A trak-ball controls the player’s ship, resulting in exceptionally smooth and fluid movement. A fire button is positioned to either side of the trak-ball, for “lefties” and “righties”, and a diamond shaped button (actually a standard square button mounted at an angle so as to appear as a diamond) is located above the trak-ball. This is the “rotate cube” button, which randomly moves the plane that your spaceship is on while on the map screen. It’s an interesting gimmick, because the rotating plane may end up positioning you much closer to the treasure (bypassing some Guardian cubes along the way), or it may move you farther away. The player has no control in what direction the plane will rotate, and it can only be used once per map screen visit. Due to the uncertain results, I tend to use the feature only sporadically.
Now let’s turn our attention the real star of the game, the laserdisc visuals, which are used to create the tunnels that the player’s ship travels through. The sales flyer claims fifty-four different backdrop images exist, and although I haven’t seen all of them, I’ve seen images as diverse as volcanic tunnels, jungle foliage, rock caverns, whimsical champagne bubbles, tilting hotel hallways, flying ghostly skulls, Tron-like circuit boards (which is no coincidence, as you’ll read later…), formulas from DaVinci’s notebooks, and swarms of ominous snakes & lizards, bearing their fangs at the player in anger. Each tunnel provides a new and mesmerizing image to distract and delight the player.
The player’s ship, enemies, Guardian Cubes and rings, remaining lives, and score table, are standard computer generated graphics overlaid on the laserdisc’s images. A similar effect was used in games like Gottlieb’s MACH 3, Data East’s Bega’s Battle, and Midway’s Astron Belt, among others, and like those titles, the Cube Quest player never actually interacts with the laserdisc backdrop.

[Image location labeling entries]
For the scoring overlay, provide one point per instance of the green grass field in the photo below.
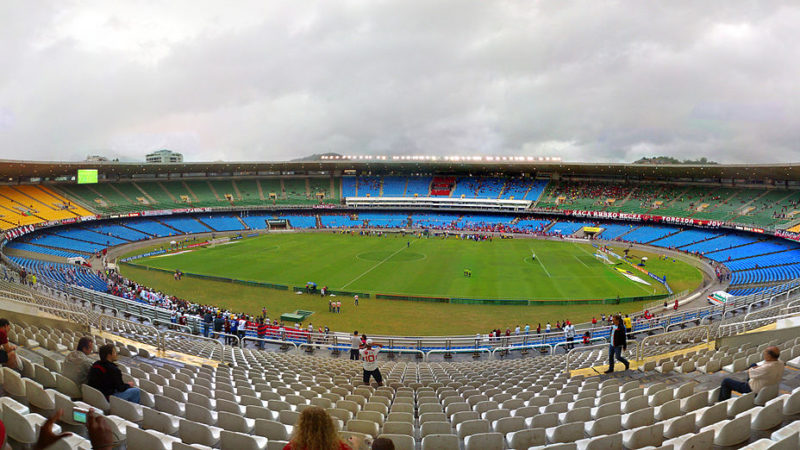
(429, 267)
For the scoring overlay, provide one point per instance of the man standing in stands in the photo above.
(569, 334)
(617, 345)
(766, 373)
(106, 377)
(355, 344)
(78, 362)
(370, 358)
(8, 351)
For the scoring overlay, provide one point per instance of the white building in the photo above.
(164, 156)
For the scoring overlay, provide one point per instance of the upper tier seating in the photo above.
(613, 231)
(394, 186)
(185, 224)
(470, 187)
(420, 186)
(568, 228)
(390, 220)
(647, 233)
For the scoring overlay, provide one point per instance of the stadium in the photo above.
(464, 269)
(399, 225)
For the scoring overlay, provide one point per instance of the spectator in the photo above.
(8, 351)
(100, 434)
(77, 363)
(315, 431)
(382, 444)
(617, 345)
(766, 373)
(569, 334)
(370, 358)
(208, 323)
(106, 377)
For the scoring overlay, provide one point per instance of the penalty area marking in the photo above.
(579, 260)
(541, 264)
(373, 267)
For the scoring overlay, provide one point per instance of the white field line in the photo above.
(634, 282)
(579, 260)
(541, 264)
(373, 267)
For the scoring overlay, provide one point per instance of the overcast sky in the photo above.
(265, 80)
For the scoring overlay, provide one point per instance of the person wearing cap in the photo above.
(370, 358)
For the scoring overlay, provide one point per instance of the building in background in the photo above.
(164, 156)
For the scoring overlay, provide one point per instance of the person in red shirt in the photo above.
(8, 351)
(315, 431)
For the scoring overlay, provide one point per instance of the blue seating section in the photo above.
(187, 225)
(61, 272)
(765, 289)
(779, 273)
(257, 221)
(222, 223)
(474, 220)
(568, 228)
(648, 233)
(387, 220)
(523, 189)
(348, 187)
(433, 220)
(612, 231)
(771, 259)
(746, 251)
(684, 238)
(298, 221)
(482, 187)
(151, 227)
(394, 186)
(369, 186)
(44, 250)
(721, 243)
(118, 231)
(89, 236)
(65, 243)
(418, 185)
(335, 221)
(531, 225)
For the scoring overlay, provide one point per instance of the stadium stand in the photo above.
(151, 227)
(386, 220)
(567, 228)
(613, 231)
(419, 186)
(647, 233)
(394, 186)
(494, 404)
(185, 225)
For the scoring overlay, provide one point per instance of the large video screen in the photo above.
(87, 176)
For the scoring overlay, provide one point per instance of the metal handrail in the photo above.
(524, 347)
(458, 350)
(271, 341)
(579, 350)
(577, 343)
(219, 333)
(640, 347)
(74, 316)
(170, 333)
(764, 320)
(104, 320)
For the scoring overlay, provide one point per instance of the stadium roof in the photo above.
(15, 170)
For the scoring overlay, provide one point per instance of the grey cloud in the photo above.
(589, 81)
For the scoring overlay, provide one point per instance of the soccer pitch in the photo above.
(501, 269)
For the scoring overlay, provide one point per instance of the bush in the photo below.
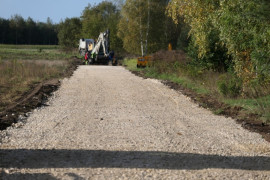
(229, 85)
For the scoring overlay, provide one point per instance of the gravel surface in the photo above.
(106, 123)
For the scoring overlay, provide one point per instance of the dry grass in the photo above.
(17, 76)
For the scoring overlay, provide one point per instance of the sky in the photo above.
(40, 10)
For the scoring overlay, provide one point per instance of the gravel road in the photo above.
(106, 123)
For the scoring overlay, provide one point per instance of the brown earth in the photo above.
(35, 97)
(250, 122)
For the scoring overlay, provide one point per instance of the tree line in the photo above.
(219, 35)
(18, 30)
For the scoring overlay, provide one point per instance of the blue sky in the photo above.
(40, 10)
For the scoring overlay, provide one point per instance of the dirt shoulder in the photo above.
(247, 121)
(106, 123)
(35, 97)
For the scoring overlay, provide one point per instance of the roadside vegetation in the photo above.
(218, 86)
(24, 66)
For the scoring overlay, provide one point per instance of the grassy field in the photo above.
(206, 83)
(24, 65)
(34, 52)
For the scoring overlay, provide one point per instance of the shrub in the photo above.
(229, 85)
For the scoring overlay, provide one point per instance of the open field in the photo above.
(34, 52)
(24, 66)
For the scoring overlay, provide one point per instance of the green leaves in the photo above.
(69, 33)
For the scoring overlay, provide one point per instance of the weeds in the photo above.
(22, 66)
(225, 86)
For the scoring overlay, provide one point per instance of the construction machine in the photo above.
(98, 52)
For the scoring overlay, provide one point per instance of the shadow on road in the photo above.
(23, 158)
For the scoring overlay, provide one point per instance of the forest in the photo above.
(230, 36)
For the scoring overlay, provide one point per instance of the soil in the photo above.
(35, 97)
(250, 122)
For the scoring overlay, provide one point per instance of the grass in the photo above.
(32, 52)
(259, 106)
(150, 72)
(205, 83)
(24, 65)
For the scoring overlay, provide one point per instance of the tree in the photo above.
(69, 32)
(144, 26)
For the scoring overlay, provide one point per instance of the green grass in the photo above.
(205, 83)
(150, 72)
(32, 52)
(259, 106)
(23, 65)
(13, 46)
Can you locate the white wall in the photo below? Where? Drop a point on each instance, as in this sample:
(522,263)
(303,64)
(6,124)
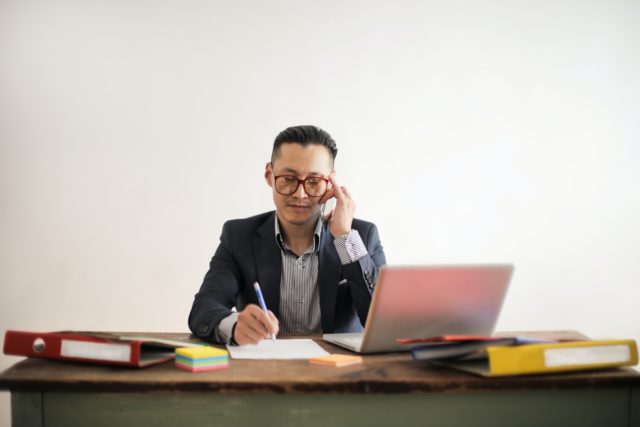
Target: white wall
(469,131)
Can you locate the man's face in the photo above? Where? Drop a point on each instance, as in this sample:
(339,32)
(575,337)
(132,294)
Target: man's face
(302,162)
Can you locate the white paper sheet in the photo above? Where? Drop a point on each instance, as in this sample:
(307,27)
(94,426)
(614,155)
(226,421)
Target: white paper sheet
(278,349)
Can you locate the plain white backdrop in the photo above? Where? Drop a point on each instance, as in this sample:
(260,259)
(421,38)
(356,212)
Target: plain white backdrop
(469,131)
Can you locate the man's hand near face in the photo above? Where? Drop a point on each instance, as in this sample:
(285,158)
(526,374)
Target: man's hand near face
(254,325)
(342,215)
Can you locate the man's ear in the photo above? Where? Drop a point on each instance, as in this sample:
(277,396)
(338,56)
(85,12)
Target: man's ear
(268,173)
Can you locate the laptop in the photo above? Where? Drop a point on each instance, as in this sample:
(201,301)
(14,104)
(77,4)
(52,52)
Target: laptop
(429,301)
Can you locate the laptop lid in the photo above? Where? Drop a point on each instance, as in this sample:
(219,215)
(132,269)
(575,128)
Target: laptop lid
(426,301)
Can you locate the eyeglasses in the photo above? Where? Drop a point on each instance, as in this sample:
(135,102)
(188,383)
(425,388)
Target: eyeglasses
(314,186)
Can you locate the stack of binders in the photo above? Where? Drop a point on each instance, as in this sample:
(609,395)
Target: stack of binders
(496,357)
(201,359)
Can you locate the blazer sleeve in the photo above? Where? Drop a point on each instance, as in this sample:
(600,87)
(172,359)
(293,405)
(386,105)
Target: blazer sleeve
(218,292)
(361,275)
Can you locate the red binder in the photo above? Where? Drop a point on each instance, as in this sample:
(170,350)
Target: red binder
(101,348)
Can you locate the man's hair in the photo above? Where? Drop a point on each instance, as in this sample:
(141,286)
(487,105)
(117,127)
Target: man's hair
(304,135)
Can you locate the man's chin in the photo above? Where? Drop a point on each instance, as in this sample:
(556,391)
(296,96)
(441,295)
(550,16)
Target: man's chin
(300,219)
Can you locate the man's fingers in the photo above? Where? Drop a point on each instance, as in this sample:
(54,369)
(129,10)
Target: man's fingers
(329,194)
(274,323)
(337,190)
(254,325)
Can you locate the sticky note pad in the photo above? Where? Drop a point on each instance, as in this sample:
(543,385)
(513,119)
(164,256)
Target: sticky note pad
(337,360)
(199,359)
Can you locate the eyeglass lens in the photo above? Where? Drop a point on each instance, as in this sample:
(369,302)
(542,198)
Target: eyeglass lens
(312,186)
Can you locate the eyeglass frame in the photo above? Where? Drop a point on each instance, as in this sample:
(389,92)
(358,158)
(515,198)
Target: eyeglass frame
(301,181)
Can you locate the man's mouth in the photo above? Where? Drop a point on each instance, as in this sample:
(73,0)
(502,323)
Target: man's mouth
(299,207)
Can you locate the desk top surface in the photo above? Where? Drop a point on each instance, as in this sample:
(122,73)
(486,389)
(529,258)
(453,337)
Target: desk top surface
(384,373)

→ ACTIONS TO TAKE:
[A] Echo the Cube Quest passage word for word, starting at "Now let’s turn" and ending at "delight the player.".
[B] Identify every line in the rows that contains the string "sheet", with case counting, and copy each of those lines.

→ SOLUTIONS TO THE EXERCISE:
[A]
Now let’s turn our attention the real star of the game, the laserdisc visuals, which are used to create the tunnels that the player’s ship travels through. The sales flyer claims fifty-four different backdrop images exist, and although I haven’t seen all of them, I’ve seen images as diverse as volcanic tunnels, jungle foliage, rock caverns, whimsical champagne bubbles, tilting hotel hallways, flying ghostly skulls, Tron-like circuit boards (which is no coincidence, as you’ll read later…), formulas from DaVinci’s notebooks, and swarms of ominous snakes & lizards, bearing their fangs at the player in anger. Each tunnel provides a new and mesmerizing image to distract and delight the player.

[B]
Can you locate the white paper sheet in the photo above? Where? Drop a point on each instance, as in this sample:
Target: white paper sheet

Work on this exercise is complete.